▸ **Task directions**
Put everything in the material from the line containing "Test yourself! Look at the image and find the woman's hand." down to the line containing "[380,25,528,394]" into a Markdown table with the columns Row and Text. Number each line and leave out any blank lines.

▸ **Provided records**
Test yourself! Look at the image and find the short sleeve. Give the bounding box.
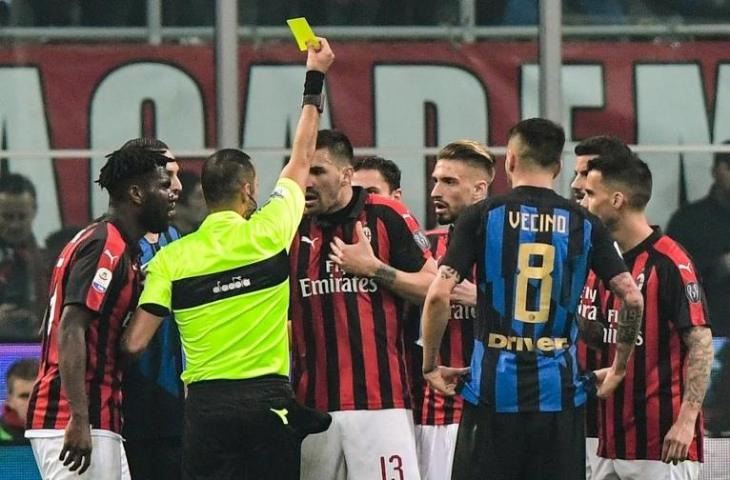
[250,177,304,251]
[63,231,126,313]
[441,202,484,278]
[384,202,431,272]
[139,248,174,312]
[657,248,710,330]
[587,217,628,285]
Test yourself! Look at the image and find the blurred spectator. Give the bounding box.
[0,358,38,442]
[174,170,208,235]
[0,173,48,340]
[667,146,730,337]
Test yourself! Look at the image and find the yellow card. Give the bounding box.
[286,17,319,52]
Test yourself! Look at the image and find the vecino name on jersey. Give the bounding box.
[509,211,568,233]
--
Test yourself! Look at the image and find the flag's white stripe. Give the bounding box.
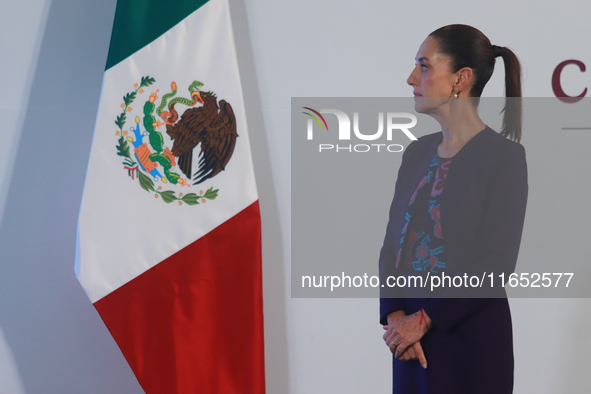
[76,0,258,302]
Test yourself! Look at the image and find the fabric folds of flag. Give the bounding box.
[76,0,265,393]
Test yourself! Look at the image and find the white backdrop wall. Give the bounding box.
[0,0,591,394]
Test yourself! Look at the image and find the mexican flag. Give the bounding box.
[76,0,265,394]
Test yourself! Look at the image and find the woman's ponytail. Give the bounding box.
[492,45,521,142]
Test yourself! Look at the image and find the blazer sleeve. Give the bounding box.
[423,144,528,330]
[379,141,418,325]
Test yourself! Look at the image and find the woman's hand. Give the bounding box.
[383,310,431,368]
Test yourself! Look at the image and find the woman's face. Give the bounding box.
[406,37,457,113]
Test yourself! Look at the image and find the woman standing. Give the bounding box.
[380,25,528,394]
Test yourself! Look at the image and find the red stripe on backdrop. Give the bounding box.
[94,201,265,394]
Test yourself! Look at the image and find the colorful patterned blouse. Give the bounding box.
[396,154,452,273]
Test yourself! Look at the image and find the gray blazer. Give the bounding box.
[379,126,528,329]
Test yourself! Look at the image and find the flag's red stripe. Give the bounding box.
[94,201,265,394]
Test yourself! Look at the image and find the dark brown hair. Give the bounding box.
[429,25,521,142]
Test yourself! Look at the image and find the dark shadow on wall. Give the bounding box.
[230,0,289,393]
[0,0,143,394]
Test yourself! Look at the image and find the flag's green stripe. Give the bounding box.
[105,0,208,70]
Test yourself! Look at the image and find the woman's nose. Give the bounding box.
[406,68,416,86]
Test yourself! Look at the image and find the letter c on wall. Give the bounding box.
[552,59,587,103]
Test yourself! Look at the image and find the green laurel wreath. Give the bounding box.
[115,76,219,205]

▸ **Exercise result**
| Row | Text |
|---|---|
| 1 | Test yourself! Look at the image and find the woman's hand. Give the bounding box. |
| 2 | [383,310,431,368] |
| 3 | Test yourself! Look at the image and find the woman's face. Give the bounding box. |
| 4 | [406,37,457,113] |
| 5 | Test yourself! Look at the image and find the woman standing. Give the bounding box. |
| 6 | [380,25,528,394] |